=== DATA SUPPLIED ===

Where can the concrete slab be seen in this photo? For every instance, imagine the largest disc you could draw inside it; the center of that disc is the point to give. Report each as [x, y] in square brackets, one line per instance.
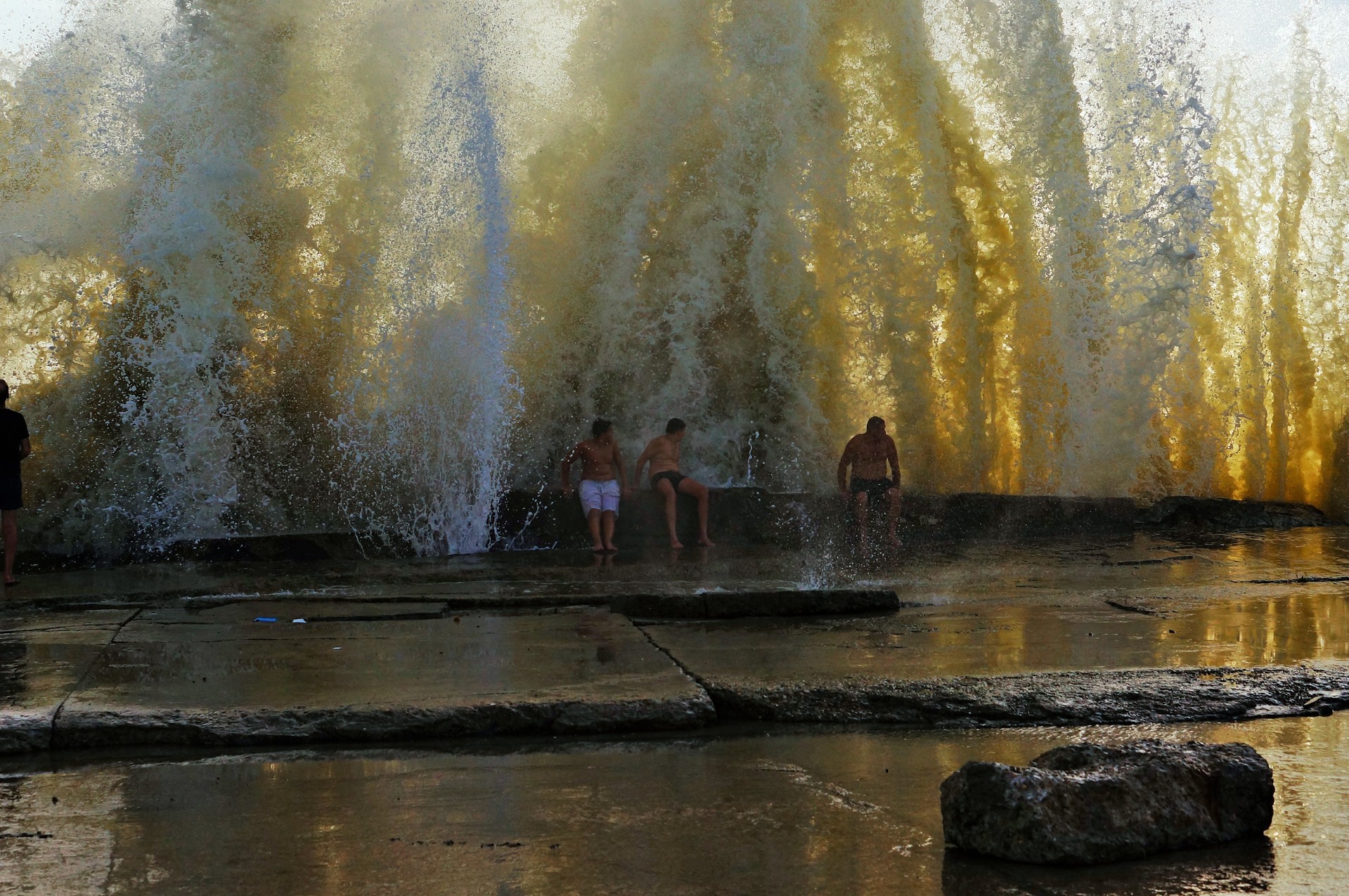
[42, 658]
[475, 674]
[782, 602]
[1020, 664]
[795, 811]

===

#### [TASK DETAILS]
Reproduce the data above word for word, but leave the images out.

#### [TASK OUTPUT]
Where can the concrete slab be seen in this photo? For every instance, imagine the largest disc you could draw inside it; the center of that disc is the point to give. Report each as [x, y] in square brackets, one line per instance.
[42, 658]
[475, 674]
[782, 602]
[1020, 664]
[795, 811]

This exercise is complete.